== SUPPLIED TEXT ==
Ignatius to the Ephesians. 4.— “For even Jesus Christ, our inseparable life, is sent by the will of the Father, as the Bishops appointed to the utmost bounds of the earth, are by the will of Jesus Christ. Wherefore it will become you to run together according to the will of your Bishop, as also ye do. For your famous Presbytery (worthy of God) is fitted as exactly to the Bishop as the strings are to the harp.”
VI. “It is therefore evident that we ought to look upon the Bishop even as we would do upon the Lord Himself.”
To the Magnes. VI— “Your Bishop presiding in the place of God; your Presbyters in the place of the council of the Apostles; and your Deacons being intrusted with the ministry of Jesus Christ. &c.”
VII. “As therefore the Lord did nothing without the Father, being united to Him, &c. so neither do ye anything without your Bishop and Presbyters.”
XIII..— “Be subject to your Bishop, and to one another, as Jesus Christ to the Father according to the flesh; and the Apostles, both to Christ and to the Father, and to the Holy Ghost”
To the Trall.— “Let all reverence the Deacons as Jesus Christ; and the Bishop as the Father; and the Presbyters as the Sanhedrim of God and College of the Apostles —Without these there is no Church.”
===
== DATASET EXTRACT ==
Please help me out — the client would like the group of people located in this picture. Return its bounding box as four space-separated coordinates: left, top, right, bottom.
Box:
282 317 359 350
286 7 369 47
===
> _BRIEF A_
Name the church offices mentioned in the final Ignatius quotation, the one headed "To the Trall."
> _BRIEF B_
Resume the Ignatius quotations on bishops after their last sentence.
The listing has no connection to the Ignatius quotations above.

> _WRITTEN ANSWER A_
Deacons, Bishop, Presbyters

> _WRITTEN ANSWER B_
To the Rom.— “Ye may give thanks to the Father through Jesus Christ, that He has vouchsafed to bring a Bishop of Syria, (Ignatius) unto you, being called from the East unto the West.”
To the Philad.— “I cried whilst I was among you, I spake with a lone voice; —Attend to the Bishop, and to the Presbytery, and to the Deacons. He is my witness, for whose sake I am in bonds, that I know nothing from any man; but the Spirit spake, saying on this wise, do nothing without the Bishop.”
To the Smyrn.— “ See that ye all follow your Bishop, as Jesus Christ the Father, and the Presbyters as the Apostles; and reverence the Deacons as the command of God. Let that Eucharist be looked upon as well established which is either offered by the Bishop, or by him to whom the Bishop has given his consent. It is not lawful without the Bishop, neither to baptize, nor to celebrate the Holy Communion.”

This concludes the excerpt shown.